» Text provided
--- START ---
Sadi Carnot (1796-1832): The "father" of thermodynamics

A brief history of thermodynamics begins with Otto von Guericke who, in 1650, built and designed the world's first vacuum pump and created the world's first ever vacuum (known as the Magdeburg hemispheres). He was driven to make a vacuum in order to disprove Aristotle's long-held supposition that "nature abhors a vacuum." Shortly thereafter, Irish physicist and chemist Robert Boyle had learned of Guericke's designs and in 1656, in coordination with English scientist Robert Hooke, built an air pump.[7] Using this pump, Boyle and Hooke noticed the pressure-temperature-volume correlation. In time, Boyle's Law was formulated, which states that pressure and volume are inversely proportional. Then, in 1679, based on these concepts, an associate of Boyle's named Denis Papin built a bone digester, which was a closed vessel with a tightly fitting lid that confined steam until a high pressure was generated.

Later designs implemented a steam release valve that kept the machine from exploding. By watching the valve rhythmically move up and down, Papin conceived of the idea of a piston and a cylinder engine. He did not, however, follow through with his design. Nevertheless, in 1697, based on Papin's designs, engineer Thomas Savery built the first engine. Although these early engines were crude and inefficient, they attracted the attention of the leading scientists of the time. One such scientist was Sadi Carnot, the "father of thermodynamics," who in 1824 published Reflections on the Motive Power of Fire, a discourse on heat, power, and engine efficiency. The paper outlined the basic energetic relations between the Carnot engine, the Carnot cycle, and Motive power. This marks the start of thermodynamics as a modern science.

Classical thermodynamics is the original early 1800s variation of thermodynamics concerned with thermodynamic states, and properties as energy, work, and heat, and with the laws of thermodynamics, all lacking an atomic interpretation. In precursory form, classical thermodynamics derives from chemist Robert Boyle’s 1662 postulate that the pressure P of a given quantity of gas varies inversely as its volume V at constant temperature; in equation form: PV = k, a constant. From here, a semblance of a thermo-science began to develop with the construction of the first successful atmospheric steam engines in England by Thomas Savery in 1697 and Thomas Newcomen in 1712. The first and second laws of thermodynamics emerged simultaneously in the 1850s, primarily out of the works of William Rankine, Rudolf Clausius, and William Thomson (Lord Kelvin).[8]

The term "thermodynamics" was coined by James Joule in 1858, to designate the science of relations between heat and power. By 1849, "thermo-dynamics," as a functional term, was used in William Thomson's paper, An Account of Carnot's Theory of the Motive Power of Heat.[9] The first thermodynamic textbook was written in 1859, by William Rankine, originally trained as a physicist and a civil and mechanical engineering professor at the University of Glasgow.[10]

With the development of atomic and molecular theories in the late nineteenth century, thermodynamics was given a molecular interpretation. This "statistical thermodynamics," can be thought of as a bridge between macroscopic and microscopic properties of systems.[11] Essentially, statistical thermodynamics is an approach to thermodynamics situated upon statistical mechanics, which focuses on the derivation of macroscopic results from first principles. It can be opposed to its historical predecessor phenomenological thermodynamics, which gives scientific descriptions of phenomena with avoidance of microscopic details. The statistical approach is to derive all macroscopic properties (temperature, volume, pressure, energy, entropy, and so on) from the properties of moving constituent particles and the interactions between them (including quantum phenomena). It was found to be very successful and, thus, is commonly used.
--- END ---
» Records shown
--- START ---
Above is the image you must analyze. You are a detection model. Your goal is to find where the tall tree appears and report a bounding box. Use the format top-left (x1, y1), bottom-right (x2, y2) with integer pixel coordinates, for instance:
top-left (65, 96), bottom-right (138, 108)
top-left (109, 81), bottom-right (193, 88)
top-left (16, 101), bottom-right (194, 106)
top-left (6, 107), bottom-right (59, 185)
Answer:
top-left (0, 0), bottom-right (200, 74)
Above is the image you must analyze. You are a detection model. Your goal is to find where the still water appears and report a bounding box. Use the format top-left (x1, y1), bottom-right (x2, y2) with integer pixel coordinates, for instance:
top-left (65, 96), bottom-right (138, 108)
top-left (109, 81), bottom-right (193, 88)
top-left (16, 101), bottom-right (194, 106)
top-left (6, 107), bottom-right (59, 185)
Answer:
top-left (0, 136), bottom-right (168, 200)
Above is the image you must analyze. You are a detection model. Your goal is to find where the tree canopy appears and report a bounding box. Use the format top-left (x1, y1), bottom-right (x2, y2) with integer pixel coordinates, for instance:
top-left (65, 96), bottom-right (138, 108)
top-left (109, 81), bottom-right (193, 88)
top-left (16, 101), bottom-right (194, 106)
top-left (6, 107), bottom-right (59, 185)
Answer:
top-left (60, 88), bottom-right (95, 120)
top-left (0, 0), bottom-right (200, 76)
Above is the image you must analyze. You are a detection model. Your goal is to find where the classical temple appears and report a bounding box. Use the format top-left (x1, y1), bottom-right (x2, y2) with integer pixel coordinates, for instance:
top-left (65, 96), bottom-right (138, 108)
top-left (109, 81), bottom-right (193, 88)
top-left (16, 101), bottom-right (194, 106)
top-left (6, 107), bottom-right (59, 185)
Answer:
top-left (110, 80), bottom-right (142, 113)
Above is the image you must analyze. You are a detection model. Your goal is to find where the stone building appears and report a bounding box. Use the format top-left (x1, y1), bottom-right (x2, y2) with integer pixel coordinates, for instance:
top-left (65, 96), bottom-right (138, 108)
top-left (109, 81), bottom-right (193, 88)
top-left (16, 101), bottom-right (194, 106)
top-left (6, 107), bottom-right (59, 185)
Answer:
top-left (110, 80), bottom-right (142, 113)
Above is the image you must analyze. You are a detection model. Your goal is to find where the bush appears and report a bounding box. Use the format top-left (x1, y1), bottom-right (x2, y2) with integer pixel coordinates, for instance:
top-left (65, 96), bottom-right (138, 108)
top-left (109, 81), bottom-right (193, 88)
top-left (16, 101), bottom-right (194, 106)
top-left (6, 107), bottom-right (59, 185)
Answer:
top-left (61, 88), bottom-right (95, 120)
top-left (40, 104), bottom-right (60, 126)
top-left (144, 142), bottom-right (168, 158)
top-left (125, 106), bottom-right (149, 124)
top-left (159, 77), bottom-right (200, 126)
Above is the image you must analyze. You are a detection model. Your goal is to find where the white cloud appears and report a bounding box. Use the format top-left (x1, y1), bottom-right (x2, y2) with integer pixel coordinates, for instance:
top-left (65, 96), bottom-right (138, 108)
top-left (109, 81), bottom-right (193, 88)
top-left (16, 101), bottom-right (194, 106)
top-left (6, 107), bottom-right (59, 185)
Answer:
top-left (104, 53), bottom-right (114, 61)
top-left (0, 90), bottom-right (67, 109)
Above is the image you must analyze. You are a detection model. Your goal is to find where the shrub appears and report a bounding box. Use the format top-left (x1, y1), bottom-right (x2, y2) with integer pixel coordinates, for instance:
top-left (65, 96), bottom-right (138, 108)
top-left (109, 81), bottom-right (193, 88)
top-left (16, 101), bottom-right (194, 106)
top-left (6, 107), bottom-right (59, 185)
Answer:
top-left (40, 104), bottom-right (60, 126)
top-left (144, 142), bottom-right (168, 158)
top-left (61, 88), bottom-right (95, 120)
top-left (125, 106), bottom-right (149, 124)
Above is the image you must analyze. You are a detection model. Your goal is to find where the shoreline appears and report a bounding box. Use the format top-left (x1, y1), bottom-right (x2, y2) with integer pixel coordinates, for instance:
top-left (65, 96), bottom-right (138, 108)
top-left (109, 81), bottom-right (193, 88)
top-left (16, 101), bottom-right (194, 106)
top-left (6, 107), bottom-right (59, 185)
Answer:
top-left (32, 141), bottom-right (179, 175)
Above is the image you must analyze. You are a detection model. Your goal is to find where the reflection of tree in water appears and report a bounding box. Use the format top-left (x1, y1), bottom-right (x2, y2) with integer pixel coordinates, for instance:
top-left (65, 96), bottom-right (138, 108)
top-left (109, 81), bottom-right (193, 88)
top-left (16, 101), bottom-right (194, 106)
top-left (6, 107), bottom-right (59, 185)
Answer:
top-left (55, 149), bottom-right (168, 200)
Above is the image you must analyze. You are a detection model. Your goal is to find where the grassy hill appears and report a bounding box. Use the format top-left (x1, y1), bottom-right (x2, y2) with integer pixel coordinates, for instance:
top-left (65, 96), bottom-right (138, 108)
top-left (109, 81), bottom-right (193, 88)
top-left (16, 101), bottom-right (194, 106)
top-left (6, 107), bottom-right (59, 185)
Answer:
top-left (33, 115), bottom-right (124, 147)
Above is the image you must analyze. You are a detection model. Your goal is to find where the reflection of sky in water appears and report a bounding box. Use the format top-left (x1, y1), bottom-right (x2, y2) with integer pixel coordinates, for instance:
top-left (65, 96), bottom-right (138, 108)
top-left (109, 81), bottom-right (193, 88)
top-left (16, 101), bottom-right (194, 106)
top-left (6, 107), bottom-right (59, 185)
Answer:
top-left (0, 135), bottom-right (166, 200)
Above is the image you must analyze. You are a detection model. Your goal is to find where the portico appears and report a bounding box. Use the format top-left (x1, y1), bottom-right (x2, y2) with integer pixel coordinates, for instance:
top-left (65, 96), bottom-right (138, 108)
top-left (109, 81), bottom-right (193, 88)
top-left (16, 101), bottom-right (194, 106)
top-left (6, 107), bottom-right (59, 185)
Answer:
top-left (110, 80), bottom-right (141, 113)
--- END ---
» Required tasks
(A) Rewrite the stretch of the thermodynamics history from "Later designs implemented" through "a modern science.", replacing "valve" with "vent".
(B) Summarize the thermodynamics history in two sentences.

» Per-task answers
(A)
Later designs implemented a steam release vent that kept the machine from exploding. By watching the vent rhythmically move up and down, Papin conceived of the idea of a piston and a cylinder engine. He did not, however, follow through with his design. Nevertheless, in 1697, based on Papin's designs, engineer Thomas Savery built the first engine. Although these early engines were crude and inefficient, they attracted the attention of the leading scientists of the time. One such scientist was Sadi Carnot, the "father of thermodynamics," who in 1824 published Reflections on the Motive Power of Fire, a discourse on heat, power, and engine efficiency. The paper outlined the basic energetic relations between the Carnot engine, the Carnot cycle, and Motive power. This marks the start of thermodynamics as a modern science.

(B) Thermodynamics grew out of seventeenth-century work on vacuums, air pumps, and steam devices by Guericke, Boyle, Hooke, Papin, and Savery, and Sadi Carnot's 1824 paper on heat, power, and engine efficiency marked its start as a modern science. The first and second laws of thermodynamics emerged in the 1850s, and in the late nineteenth century atomic and molecular theories gave rise to statistical thermodynamics, which derives macroscopic properties from the properties of moving particles and their interactions.